# TASK REQUIREMENTS
How many lines in the records below contain the string "wall", with case counting? Reply with the number only.

# Coordinate annotation records
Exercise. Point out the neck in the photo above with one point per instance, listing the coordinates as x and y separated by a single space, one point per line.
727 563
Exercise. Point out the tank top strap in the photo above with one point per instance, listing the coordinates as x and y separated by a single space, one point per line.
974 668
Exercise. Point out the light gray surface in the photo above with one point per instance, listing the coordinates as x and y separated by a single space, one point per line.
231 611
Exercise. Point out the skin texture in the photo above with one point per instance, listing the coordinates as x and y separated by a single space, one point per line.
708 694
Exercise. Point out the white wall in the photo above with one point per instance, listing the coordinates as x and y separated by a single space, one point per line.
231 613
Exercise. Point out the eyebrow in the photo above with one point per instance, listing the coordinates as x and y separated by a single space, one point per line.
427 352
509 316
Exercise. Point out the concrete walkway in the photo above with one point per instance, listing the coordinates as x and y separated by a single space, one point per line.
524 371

==

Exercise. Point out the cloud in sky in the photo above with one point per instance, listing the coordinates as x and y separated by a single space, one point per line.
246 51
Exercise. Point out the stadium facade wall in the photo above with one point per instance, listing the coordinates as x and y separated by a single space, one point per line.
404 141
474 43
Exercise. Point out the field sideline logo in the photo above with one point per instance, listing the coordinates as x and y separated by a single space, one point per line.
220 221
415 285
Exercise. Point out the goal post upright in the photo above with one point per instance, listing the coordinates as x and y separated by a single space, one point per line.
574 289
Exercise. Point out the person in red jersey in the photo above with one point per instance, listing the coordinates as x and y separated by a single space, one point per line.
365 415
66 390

# RESPONSE TO THIS EXERCISE
2